## What you need to do
Output every record below exactly as it appears.

>> Start

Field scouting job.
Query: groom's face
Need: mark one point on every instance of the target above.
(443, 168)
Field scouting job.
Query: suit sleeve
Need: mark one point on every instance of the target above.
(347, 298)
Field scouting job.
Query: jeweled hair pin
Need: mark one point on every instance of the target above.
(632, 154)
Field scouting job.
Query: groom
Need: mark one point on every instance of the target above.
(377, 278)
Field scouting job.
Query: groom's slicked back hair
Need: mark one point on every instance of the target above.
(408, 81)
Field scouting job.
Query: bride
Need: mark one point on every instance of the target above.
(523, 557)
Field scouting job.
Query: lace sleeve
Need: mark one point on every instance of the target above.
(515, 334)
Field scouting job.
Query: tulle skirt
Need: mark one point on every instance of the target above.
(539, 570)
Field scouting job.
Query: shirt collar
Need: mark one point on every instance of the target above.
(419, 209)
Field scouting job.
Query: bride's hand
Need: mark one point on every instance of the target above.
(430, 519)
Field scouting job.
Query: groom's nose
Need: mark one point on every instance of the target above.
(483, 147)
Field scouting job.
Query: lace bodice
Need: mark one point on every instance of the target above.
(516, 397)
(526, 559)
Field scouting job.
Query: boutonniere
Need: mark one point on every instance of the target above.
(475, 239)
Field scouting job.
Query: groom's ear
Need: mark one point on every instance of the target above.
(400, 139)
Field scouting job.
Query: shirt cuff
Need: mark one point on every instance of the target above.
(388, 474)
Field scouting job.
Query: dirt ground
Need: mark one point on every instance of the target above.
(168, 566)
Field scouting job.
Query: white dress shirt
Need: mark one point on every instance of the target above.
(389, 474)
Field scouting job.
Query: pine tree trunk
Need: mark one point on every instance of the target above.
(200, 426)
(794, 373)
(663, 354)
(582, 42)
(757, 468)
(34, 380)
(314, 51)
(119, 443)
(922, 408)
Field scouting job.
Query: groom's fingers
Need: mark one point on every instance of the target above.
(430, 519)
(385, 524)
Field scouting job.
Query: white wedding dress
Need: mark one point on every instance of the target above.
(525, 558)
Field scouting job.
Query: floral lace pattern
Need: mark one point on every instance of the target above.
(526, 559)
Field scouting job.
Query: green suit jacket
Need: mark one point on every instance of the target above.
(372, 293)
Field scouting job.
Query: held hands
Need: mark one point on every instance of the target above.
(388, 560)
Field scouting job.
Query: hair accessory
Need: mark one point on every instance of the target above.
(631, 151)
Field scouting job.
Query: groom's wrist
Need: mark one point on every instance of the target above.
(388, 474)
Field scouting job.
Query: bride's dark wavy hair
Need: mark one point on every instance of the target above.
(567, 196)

>> End

## Exercise answer
Field scouting job.
Query: groom's face
Need: mark one point on every instance of the target above.
(443, 168)
Field scouting job.
Query: suit sleeve
Need: mark one point on every instance of the target above.
(347, 298)
Field scouting job.
Query: jeweled hair pin
Need: mark one point on every instance of the target above.
(632, 154)
Field scouting job.
Query: groom
Need: mark one point on every instance of the target above.
(377, 278)
Field scouting job.
Query: groom's slicked back hair
Need: mark one point on every instance of the target above.
(408, 81)
Field scouting job.
Query: bride
Need: mark one point on every instance of the target above.
(523, 557)
Field scouting job.
Query: lace sleeve
Need: mark one point on every instance of the target above.
(515, 334)
Field scouting job.
Query: tulle skirt
Need: mark one point on every instance of the target above.
(539, 570)
Field scouting job.
Query: shirt collar
Need: mark one point on every instance of the target above.
(419, 209)
Field scouting job.
Query: bride's hand
Need: mark one point on every instance of the target above.
(430, 519)
Field scouting job.
Query: groom's nose
Need: mark one point on every instance of the target above.
(483, 147)
Field scouting job.
Query: lace bodice
Need: mark one point on every instance of the target above.
(516, 397)
(526, 559)
Field scouting job.
Query: boutonniere
Need: mark one point on every instance of the target above.
(475, 239)
Field scouting job.
Query: groom's ear
Need: mark one point on every instance of the target above.
(400, 139)
Field scouting job.
Query: shirt cuff
Need: mark one point on every instance of the target above.
(388, 474)
Field scouting job.
Query: dirt ground
Need: mark one point on every instance of the target above.
(168, 566)
Field scouting job.
Query: white dress shirt
Need: mark one point on every instance of the target above.
(389, 474)
Field scouting job.
Query: pine tree trunk
Need: mark one point on every instance of the target above.
(200, 426)
(794, 373)
(663, 354)
(582, 42)
(757, 468)
(34, 380)
(314, 51)
(119, 443)
(922, 408)
Field scouting job.
Query: groom's fingers
Need: mark one point on every instance of the target above.
(430, 519)
(385, 524)
Field scouting job.
Query: white wedding dress
Need: mark one point on every instance of the target above.
(525, 558)
Field scouting job.
Query: floral lace pattern
Need: mark one point on every instance of the target above.
(526, 559)
Field scouting job.
Query: green suit jacket
Need: mark one point on every instance of the target above.
(372, 293)
Field scouting job.
Query: held hands
Need: mark one point on every instance of the target above.
(388, 560)
Field scouting job.
Query: hair accessory
Need: mark one point on every instance of the target above.
(631, 151)
Field scouting job.
Query: groom's wrist
Need: mark one point on every instance of the target above.
(388, 474)
Field scouting job.
Query: bride's dark wavy hair
Need: mark one point on every instance of the target above.
(567, 196)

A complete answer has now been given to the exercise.